> RECORDS FOR THIS TASK:
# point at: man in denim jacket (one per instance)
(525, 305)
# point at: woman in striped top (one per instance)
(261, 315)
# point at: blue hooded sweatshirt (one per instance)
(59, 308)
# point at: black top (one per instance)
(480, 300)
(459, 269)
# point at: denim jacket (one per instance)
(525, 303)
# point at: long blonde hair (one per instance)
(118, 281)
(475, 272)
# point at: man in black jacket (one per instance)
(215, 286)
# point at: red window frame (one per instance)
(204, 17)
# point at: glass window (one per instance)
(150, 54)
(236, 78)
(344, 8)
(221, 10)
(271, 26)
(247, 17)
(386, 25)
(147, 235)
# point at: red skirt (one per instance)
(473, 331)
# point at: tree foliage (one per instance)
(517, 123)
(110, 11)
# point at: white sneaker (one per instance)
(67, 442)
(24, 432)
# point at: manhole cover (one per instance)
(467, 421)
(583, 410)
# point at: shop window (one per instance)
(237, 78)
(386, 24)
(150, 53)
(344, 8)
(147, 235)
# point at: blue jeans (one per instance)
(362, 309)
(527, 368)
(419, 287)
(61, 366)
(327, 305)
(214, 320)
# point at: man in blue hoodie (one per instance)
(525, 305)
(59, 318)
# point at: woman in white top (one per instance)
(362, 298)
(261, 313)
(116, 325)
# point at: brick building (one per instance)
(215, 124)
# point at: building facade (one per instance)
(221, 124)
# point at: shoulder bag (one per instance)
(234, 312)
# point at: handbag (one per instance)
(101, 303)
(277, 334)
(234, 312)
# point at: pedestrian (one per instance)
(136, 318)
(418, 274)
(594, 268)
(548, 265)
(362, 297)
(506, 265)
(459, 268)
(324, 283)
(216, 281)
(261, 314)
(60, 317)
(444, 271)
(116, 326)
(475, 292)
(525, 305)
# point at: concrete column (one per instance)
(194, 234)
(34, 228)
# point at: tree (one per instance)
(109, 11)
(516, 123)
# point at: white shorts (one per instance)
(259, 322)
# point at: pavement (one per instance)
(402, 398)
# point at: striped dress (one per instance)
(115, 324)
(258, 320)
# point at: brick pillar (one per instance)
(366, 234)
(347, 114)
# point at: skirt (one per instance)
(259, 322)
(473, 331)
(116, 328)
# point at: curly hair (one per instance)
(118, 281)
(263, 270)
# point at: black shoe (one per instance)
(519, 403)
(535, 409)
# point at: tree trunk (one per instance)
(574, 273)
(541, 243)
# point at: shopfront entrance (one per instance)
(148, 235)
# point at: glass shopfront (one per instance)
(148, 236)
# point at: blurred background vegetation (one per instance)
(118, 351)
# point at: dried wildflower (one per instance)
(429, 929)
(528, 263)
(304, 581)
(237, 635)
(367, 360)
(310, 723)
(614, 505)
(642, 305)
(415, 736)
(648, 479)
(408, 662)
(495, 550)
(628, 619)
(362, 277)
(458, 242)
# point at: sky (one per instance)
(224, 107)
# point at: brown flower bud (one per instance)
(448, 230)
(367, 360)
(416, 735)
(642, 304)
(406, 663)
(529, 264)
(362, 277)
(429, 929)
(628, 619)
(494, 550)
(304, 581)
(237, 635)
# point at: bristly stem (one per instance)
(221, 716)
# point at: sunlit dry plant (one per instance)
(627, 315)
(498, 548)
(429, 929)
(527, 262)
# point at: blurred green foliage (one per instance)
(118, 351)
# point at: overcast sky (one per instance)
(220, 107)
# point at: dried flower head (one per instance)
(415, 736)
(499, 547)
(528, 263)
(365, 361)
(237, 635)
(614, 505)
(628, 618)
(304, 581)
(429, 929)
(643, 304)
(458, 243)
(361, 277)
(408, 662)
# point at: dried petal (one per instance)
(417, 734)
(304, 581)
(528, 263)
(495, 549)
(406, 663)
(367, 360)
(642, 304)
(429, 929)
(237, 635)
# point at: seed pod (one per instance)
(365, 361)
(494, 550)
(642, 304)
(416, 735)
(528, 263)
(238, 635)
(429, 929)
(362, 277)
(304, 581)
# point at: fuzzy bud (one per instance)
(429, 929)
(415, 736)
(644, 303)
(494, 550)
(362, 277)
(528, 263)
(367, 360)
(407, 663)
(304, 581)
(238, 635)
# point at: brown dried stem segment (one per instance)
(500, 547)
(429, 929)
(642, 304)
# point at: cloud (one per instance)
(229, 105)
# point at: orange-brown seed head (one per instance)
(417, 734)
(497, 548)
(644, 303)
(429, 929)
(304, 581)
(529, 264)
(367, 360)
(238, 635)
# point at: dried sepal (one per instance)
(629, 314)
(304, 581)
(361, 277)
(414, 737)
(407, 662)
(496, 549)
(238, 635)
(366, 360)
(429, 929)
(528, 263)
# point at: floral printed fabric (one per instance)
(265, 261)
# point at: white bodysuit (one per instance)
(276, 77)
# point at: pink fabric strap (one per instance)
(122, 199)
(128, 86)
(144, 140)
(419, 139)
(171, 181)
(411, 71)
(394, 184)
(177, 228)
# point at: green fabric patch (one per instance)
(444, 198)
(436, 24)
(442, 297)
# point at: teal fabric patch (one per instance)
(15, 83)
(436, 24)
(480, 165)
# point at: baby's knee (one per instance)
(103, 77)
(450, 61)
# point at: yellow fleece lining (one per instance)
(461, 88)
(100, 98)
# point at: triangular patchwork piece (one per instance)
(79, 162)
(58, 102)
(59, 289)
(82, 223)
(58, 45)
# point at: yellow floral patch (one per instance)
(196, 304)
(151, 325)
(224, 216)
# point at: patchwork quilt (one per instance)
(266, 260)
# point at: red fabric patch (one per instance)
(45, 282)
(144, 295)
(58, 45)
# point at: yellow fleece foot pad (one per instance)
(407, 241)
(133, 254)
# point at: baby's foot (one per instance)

> ASSIGNMENT: Nothing may be dropped or altered. Copy every line above.

> YOUR RESPONSE:
# point at: man in denim jacket (one per instance)
(525, 305)
# point at: woman in striped top (one per instance)
(261, 315)
# point at: blue hooded sweatshirt (one per instance)
(59, 308)
# point at: black top (one per instance)
(480, 300)
(459, 269)
# point at: denim jacket (one per instance)
(525, 303)
# point at: long blonde hair (one per instance)
(118, 281)
(475, 272)
# point at: man in black jacket (one per instance)
(215, 286)
# point at: red window frame (one per instance)
(204, 17)
# point at: glass window (one per instance)
(150, 54)
(236, 78)
(344, 8)
(221, 10)
(271, 26)
(247, 17)
(386, 25)
(147, 235)
# point at: red skirt (one per instance)
(473, 331)
# point at: tree foliage (one per instance)
(517, 123)
(110, 11)
# point at: white sneaker (one per instance)
(67, 442)
(24, 432)
# point at: manhole cover (one per instance)
(467, 421)
(583, 410)
# point at: shop window (one per instance)
(237, 78)
(386, 24)
(150, 53)
(344, 8)
(147, 235)
# point at: blue jeans (one per instance)
(362, 309)
(527, 368)
(419, 287)
(61, 366)
(327, 305)
(214, 320)
# point at: man in blue hoodie (one per instance)
(525, 305)
(59, 318)
# point at: woman in white top (one per instance)
(362, 298)
(261, 313)
(116, 325)
# point at: brick building (one per instance)
(215, 124)
# point at: building facade (one per instance)
(221, 124)
# point at: shoulder bag (one per instance)
(234, 312)
# point at: handbag (one per instance)
(101, 303)
(277, 334)
(234, 312)
# point at: pedestrian (one per instance)
(136, 318)
(418, 274)
(594, 268)
(548, 265)
(362, 297)
(506, 265)
(459, 268)
(324, 283)
(216, 281)
(261, 314)
(60, 317)
(444, 271)
(116, 326)
(475, 292)
(525, 305)
# point at: concrete column (one per instance)
(194, 234)
(34, 228)
# point at: tree (one per instance)
(109, 11)
(516, 123)
# point at: white shorts (one per instance)
(259, 322)
# point at: pavement (one per instance)
(402, 398)
# point at: striped dress (one per instance)
(115, 324)
(258, 320)
# point at: brick pillar (one per instance)
(366, 234)
(347, 114)
# point at: skirt (one per instance)
(259, 322)
(473, 331)
(116, 328)
# point at: curly hair (one per instance)
(118, 281)
(263, 270)
# point at: black shoe (one per instance)
(519, 403)
(535, 409)
# point at: tree trunk (one per instance)
(574, 273)
(541, 243)
# point at: shopfront entrance (one per instance)
(148, 235)
# point at: glass shopfront (one per instance)
(148, 236)
# point at: blurred background vegetation (one per instance)
(118, 351)
# point at: dried wildflower (one per instance)
(429, 929)
(528, 263)
(304, 581)
(237, 635)
(367, 360)
(310, 723)
(614, 505)
(642, 305)
(415, 736)
(648, 479)
(408, 662)
(495, 550)
(628, 619)
(362, 277)
(458, 242)
# point at: sky (one per instance)
(224, 107)
# point at: brown flower bud (one per instance)
(448, 230)
(367, 360)
(416, 735)
(642, 304)
(406, 663)
(529, 264)
(362, 277)
(429, 929)
(628, 619)
(494, 550)
(304, 581)
(237, 635)
# point at: bristly stem (one per instance)
(221, 716)
# point at: sunlit dry plant (one per instance)
(627, 315)
(498, 548)
(429, 929)
(527, 262)
# point at: blurred green foliage (one per instance)
(118, 351)
# point at: overcast sky (one per instance)
(220, 107)
# point at: dried flower head (one per instance)
(415, 736)
(499, 547)
(528, 263)
(365, 361)
(237, 635)
(614, 505)
(628, 618)
(304, 581)
(429, 929)
(643, 304)
(458, 243)
(361, 277)
(408, 662)
# point at: dried petal (one per instance)
(417, 734)
(304, 581)
(528, 263)
(495, 549)
(406, 663)
(367, 360)
(642, 304)
(429, 929)
(237, 635)
# point at: seed pod (one per instance)
(365, 361)
(494, 550)
(642, 304)
(416, 735)
(528, 263)
(238, 635)
(429, 929)
(362, 277)
(304, 581)
# point at: fuzzy bud (one per instance)
(429, 929)
(415, 736)
(644, 303)
(494, 550)
(362, 277)
(528, 263)
(367, 360)
(407, 663)
(304, 581)
(238, 635)
# point at: brown dried stem segment (one per instance)
(500, 547)
(429, 929)
(642, 304)
# point at: cloud (one per instance)
(229, 105)
# point at: orange-brown seed head (one per instance)
(417, 734)
(497, 548)
(644, 303)
(429, 929)
(304, 581)
(529, 264)
(367, 360)
(238, 635)
# point at: dried sepal (one per instance)
(629, 314)
(304, 581)
(361, 277)
(414, 737)
(407, 662)
(496, 549)
(238, 635)
(366, 360)
(429, 929)
(528, 263)
# point at: floral printed fabric (one per instance)
(265, 261)
# point at: white bodysuit (one per instance)
(276, 77)
# point at: pink fabric strap (one per instance)
(122, 199)
(128, 86)
(144, 140)
(419, 139)
(171, 181)
(411, 71)
(394, 184)
(177, 228)
# point at: green fabric patch (one per instance)
(444, 198)
(436, 24)
(442, 297)
# point at: teal fabric patch (one per instance)
(15, 83)
(436, 24)
(480, 165)
# point at: baby's knee (one per instance)
(103, 77)
(450, 61)
# point at: yellow fleece lining (one per instance)
(461, 88)
(100, 98)
# point at: triangular patchwork piece (one per instance)
(79, 162)
(58, 102)
(59, 289)
(82, 223)
(58, 45)
# point at: yellow floral patch (one per instance)
(196, 304)
(151, 325)
(224, 216)
# point at: patchwork quilt (one per instance)
(266, 260)
# point at: red fabric patch (one per instance)
(45, 282)
(144, 295)
(58, 45)
# point at: yellow fleece foot pad (one per instance)
(407, 241)
(133, 254)
# point at: baby's foot (one per instance)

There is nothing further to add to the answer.